→ **What this task involves**:
Resume the passage on Cytoscape scripting after its final sentence.

Cytoscape, despite its many strengths, has not been well-suited to novel bioinformatics and computational biology, because it has lacked a full-featured, bioinformatically-capable scripting language. Three are three candidate open-source scripting languages in common use today: Perl, Python, and R. Cytoscape’s ScriptingPluginEngine only supports languages implemented to run in the Java Virtual Machine, thus ruling out Perl, R and anything but a limited version of Python (“Jython”). Ruby, JavaScript, Groovy, Clojure, and the aforementioned Jython are supported, but these languages are little used in and somewhat limited for bioinformatics. Jython, for instance, is unable to run NumPy, “the fundamental package for scientific computing with Python” [14] or to call out to other compiled code.

Lacking a full-featured, bioinformatically-capable scripting language, the most effective way to extend the capabilities of Cytoscape beyond those offered by the Cytoscape core development team, and by Cytoscape plugin writers, has been to write another plugin. Unfortunately, this is a task for a seasoned Java software developer, and largely impractical and/or inefficient for research bioinformaticians and computational biologists, for two reasons. First, Java programming is complex and time-consuming: object inheritance must be understood, Java classes designed and implemented, the Cytoscape API grasped, the code compiled, classpaths resolved, and jar files dynamically loaded. Second, the new plugin will be subject to the same constraints and lack of flexibility found in all plugins and in Cytoscape itself: only pre-conceived operations which can be accomplished via a point-and-click interface are permitted, with parameterization limited to the provided GUI, and with the reproducibility of any analysis reduced to recording and repeating a precise series of mouse clicks. Cytoscape, in the absence of a strong bioinformatics scripting language, can be useful in routine bioinformatics, but is not well-suited for the practice of novel bioinformatics and computational biology.

With the appearance of the CytoscapeRPC plugin in 2011 [15] full scripting finally became possible. CytoscapeRPC employs XMLRPC [16], a well-known HTTP-based inter-process communication protocol which is supported by the three top scripting language candidates, Perl, Python and R. For the first time, most of Cytoscape’s point-and-click commands, and many other internal operations, could be accomplished by function calls from a scripting language, running in another process. Data and networks residing in Cytoscape can in addition, be transmitted to the environment of the scripting language. Thus augmented, Cytoscape becomes well-suited to novel bioinformatics and computational biology. The first version of RCytoscape, using CytoscapeRPC, appeared in the fall of 2011.

→ **Material provided**:
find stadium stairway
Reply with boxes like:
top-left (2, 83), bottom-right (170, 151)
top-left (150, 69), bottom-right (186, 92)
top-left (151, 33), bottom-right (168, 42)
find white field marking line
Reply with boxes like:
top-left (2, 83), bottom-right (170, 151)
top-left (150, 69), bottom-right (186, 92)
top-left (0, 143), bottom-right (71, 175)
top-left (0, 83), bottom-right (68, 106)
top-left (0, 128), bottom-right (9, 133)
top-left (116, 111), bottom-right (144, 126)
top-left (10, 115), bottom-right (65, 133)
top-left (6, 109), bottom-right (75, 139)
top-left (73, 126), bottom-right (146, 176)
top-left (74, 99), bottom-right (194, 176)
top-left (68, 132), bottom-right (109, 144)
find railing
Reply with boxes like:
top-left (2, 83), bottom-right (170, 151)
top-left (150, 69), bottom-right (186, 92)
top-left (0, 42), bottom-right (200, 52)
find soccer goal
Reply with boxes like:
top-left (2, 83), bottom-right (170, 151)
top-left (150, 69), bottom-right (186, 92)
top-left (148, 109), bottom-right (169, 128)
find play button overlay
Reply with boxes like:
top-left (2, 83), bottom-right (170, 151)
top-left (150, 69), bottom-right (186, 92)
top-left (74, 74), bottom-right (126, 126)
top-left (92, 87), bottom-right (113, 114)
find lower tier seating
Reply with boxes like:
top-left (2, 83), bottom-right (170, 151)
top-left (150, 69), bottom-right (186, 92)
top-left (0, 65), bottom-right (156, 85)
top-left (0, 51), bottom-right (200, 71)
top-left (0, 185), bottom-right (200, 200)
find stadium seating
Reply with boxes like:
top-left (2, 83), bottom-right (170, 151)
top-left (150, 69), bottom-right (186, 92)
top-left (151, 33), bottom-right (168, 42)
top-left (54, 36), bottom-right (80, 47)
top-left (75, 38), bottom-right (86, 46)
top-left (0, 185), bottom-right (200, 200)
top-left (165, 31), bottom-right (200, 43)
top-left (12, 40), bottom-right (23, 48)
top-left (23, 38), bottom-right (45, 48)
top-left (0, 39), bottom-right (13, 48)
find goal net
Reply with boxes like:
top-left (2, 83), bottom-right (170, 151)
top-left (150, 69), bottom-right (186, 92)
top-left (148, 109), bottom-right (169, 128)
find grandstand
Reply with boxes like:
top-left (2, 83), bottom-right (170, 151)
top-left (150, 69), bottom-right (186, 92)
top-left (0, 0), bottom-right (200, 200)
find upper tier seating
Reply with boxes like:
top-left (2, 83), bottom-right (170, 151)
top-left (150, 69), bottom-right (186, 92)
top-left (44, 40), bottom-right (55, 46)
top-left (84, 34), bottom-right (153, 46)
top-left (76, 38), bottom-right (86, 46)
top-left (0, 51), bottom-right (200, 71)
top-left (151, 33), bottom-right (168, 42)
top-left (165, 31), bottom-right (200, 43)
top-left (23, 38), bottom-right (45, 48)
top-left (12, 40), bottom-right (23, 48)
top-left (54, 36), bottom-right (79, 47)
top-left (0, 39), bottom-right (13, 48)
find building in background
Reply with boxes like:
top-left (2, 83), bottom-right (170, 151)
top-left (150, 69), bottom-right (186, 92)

--

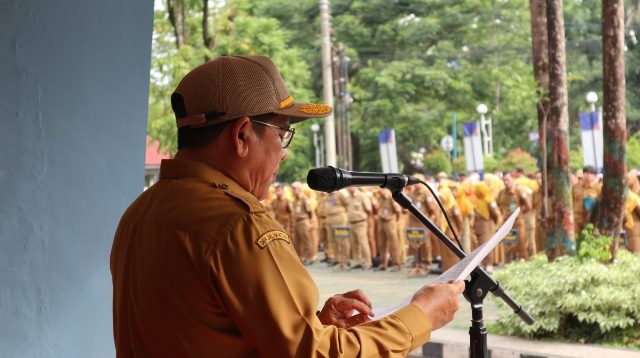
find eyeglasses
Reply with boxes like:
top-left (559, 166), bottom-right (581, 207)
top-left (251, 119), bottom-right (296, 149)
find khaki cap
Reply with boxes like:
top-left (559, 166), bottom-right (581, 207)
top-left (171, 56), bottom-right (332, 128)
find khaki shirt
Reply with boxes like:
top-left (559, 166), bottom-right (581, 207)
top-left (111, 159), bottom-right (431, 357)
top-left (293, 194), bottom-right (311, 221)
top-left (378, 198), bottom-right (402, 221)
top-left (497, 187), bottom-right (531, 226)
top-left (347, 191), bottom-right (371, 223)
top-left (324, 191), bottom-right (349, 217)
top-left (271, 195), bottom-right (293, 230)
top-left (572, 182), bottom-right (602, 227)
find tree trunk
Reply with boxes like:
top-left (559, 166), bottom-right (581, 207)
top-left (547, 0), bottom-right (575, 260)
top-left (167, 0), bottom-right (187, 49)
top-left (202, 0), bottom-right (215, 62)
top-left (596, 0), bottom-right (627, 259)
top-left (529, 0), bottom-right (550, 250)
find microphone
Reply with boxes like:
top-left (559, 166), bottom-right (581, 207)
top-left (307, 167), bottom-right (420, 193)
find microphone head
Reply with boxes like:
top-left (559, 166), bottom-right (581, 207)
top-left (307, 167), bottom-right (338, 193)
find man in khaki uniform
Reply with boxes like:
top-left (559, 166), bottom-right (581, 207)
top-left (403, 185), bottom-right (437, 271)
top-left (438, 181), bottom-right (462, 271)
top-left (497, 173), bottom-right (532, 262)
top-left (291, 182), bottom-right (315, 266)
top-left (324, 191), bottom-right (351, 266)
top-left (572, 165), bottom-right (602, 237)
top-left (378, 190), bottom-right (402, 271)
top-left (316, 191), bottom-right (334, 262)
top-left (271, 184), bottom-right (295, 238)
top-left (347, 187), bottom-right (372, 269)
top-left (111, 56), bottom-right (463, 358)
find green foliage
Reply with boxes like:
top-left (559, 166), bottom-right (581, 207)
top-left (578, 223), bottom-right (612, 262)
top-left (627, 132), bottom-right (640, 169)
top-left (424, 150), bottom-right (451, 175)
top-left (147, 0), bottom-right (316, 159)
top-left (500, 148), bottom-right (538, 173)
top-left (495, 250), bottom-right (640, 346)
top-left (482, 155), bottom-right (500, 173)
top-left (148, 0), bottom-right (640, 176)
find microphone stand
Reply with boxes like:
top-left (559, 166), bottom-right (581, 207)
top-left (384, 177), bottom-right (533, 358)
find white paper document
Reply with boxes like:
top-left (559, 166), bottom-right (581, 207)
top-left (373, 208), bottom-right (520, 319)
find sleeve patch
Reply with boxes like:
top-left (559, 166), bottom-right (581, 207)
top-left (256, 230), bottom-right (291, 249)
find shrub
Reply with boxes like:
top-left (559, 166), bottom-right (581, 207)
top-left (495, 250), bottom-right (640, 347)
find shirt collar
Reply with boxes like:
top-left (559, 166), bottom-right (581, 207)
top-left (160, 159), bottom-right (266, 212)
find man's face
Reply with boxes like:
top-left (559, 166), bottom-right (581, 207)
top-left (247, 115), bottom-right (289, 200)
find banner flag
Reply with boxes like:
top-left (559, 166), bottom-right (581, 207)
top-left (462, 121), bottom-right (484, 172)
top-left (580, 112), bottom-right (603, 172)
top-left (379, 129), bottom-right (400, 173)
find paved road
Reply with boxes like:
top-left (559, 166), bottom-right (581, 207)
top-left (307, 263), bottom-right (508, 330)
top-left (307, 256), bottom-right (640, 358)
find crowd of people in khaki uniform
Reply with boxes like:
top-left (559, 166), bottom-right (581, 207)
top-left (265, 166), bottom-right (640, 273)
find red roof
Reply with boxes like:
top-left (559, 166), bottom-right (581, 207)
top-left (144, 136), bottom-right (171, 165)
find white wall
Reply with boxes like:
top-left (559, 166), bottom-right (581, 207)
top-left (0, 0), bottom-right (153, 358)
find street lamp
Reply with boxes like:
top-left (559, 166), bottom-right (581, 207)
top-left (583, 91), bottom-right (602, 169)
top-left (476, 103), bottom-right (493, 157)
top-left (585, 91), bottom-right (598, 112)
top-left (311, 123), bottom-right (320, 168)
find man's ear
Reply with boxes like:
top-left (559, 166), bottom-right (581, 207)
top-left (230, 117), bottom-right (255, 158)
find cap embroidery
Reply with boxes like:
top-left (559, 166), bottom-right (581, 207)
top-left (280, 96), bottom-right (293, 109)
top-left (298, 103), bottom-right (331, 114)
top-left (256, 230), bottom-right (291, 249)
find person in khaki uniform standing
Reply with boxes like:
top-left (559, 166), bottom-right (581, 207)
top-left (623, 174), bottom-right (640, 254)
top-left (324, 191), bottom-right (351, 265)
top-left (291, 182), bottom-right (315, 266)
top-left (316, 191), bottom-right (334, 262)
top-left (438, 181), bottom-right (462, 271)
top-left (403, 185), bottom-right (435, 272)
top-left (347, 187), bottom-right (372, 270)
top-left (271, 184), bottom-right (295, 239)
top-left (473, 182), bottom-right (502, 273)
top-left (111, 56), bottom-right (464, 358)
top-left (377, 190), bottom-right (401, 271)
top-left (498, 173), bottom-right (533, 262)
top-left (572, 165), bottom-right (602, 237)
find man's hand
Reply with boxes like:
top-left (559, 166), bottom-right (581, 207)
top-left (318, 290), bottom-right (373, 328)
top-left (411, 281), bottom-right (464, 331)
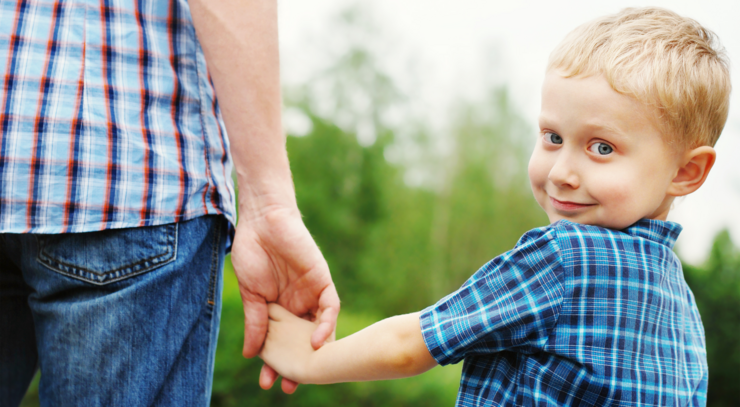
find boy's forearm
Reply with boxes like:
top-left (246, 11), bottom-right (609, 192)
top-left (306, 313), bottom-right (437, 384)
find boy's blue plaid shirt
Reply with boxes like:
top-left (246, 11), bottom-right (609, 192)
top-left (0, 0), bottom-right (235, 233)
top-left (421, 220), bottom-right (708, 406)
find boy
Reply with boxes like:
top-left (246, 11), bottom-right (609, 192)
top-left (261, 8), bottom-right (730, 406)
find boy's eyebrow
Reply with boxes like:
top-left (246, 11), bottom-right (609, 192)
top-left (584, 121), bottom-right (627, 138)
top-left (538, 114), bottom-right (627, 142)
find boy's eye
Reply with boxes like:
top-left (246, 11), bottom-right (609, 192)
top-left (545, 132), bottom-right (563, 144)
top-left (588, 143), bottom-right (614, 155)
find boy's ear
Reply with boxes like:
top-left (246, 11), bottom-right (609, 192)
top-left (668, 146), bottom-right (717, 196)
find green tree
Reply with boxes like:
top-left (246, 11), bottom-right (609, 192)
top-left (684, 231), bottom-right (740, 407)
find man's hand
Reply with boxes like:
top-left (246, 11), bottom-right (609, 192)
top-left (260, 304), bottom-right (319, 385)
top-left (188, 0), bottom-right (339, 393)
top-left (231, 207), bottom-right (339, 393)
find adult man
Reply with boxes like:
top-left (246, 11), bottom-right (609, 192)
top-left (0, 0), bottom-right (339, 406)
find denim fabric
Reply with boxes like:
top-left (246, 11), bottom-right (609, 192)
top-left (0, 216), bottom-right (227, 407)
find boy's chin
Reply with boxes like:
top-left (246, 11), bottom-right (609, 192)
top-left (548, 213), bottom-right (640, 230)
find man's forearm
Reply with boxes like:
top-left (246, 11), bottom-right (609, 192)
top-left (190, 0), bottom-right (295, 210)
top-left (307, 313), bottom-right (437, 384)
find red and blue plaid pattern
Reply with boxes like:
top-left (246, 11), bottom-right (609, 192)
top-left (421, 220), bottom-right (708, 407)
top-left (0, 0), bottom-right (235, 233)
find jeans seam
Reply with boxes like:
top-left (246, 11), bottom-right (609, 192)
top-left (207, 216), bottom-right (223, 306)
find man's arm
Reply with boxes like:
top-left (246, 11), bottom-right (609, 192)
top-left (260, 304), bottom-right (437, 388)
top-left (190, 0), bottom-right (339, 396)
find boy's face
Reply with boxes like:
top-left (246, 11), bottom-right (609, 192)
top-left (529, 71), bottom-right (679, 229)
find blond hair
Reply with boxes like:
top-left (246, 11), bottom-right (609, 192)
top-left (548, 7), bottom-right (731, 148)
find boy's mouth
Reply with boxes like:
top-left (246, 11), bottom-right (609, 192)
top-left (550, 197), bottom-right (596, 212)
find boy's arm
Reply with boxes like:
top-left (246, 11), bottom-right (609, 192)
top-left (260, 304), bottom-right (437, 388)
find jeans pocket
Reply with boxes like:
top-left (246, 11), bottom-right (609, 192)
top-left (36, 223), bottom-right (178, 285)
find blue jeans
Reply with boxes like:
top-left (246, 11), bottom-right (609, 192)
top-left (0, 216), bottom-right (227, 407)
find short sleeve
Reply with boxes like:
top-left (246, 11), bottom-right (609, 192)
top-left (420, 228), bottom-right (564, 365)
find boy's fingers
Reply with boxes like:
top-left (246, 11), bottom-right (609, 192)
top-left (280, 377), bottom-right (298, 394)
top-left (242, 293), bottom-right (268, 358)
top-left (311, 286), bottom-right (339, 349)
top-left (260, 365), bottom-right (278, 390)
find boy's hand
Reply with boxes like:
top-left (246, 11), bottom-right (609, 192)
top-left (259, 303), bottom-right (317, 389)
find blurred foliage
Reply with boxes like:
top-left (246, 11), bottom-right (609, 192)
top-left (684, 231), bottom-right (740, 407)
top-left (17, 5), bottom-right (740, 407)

→ **Output of the task**:
To make these capabilities convenient to use, and to insulate RCytoscape’s programmer interface from changes to Cytoscape API (about which more below, in the discussion of the recent release of Cytoscape 3.0) one task remained: to create an R programing interface to Cytoscape so that the details of the XMLRPC protocol are hidden, and so that Cytoscape commands appears as “natural” operations in the scripting language. Thus, instead of

RCytoscape scripters can write

We chose R from among the three candidate languages. Perl was rejected because it is not interactive, and because its popularity within bioinformatics appears to have declined in recent years, perhaps due a perceived deficiency in statistical and modeling domains, for which bioinformaticians and computational biologists usually turn to Python, R, or a compiled language such as C or C++.

Python and R are both strong candidates for scripting Cytoscape. Both work in interactive and ‘batch’ modes, and both are used in a wide variety of scientific and engineering domains. They each support an interface to compiled languages (C, C++, Fortran) providing access to extra speed or special libraries as needed.

We selected R over Python. As the open source implementation of the S programming language, R has been shaped by more than 30 years of use in statistics, data mining, and numerical modeling. Though R has neither the syntactic elegance of Python, nor the dynamic power of Ruby, its long history, and its broad adoption as the standard open source “software environment for statistical computing and graphics” [17] means that it offers unparalleled convenience and power for analyzing data. Python, while generally acknowledged to be the better-designed language, has always lagged R in features needed by those doing serious statistics, data-mining, and other data- and mathematically-oriented computing. If mailing list volume is a reliable indicator, the R/Bioconductor bioinformatics community is substantially more active than Biopython [18]. Among data-mining and statistical programming languages, R in recent years has become the most popular [19].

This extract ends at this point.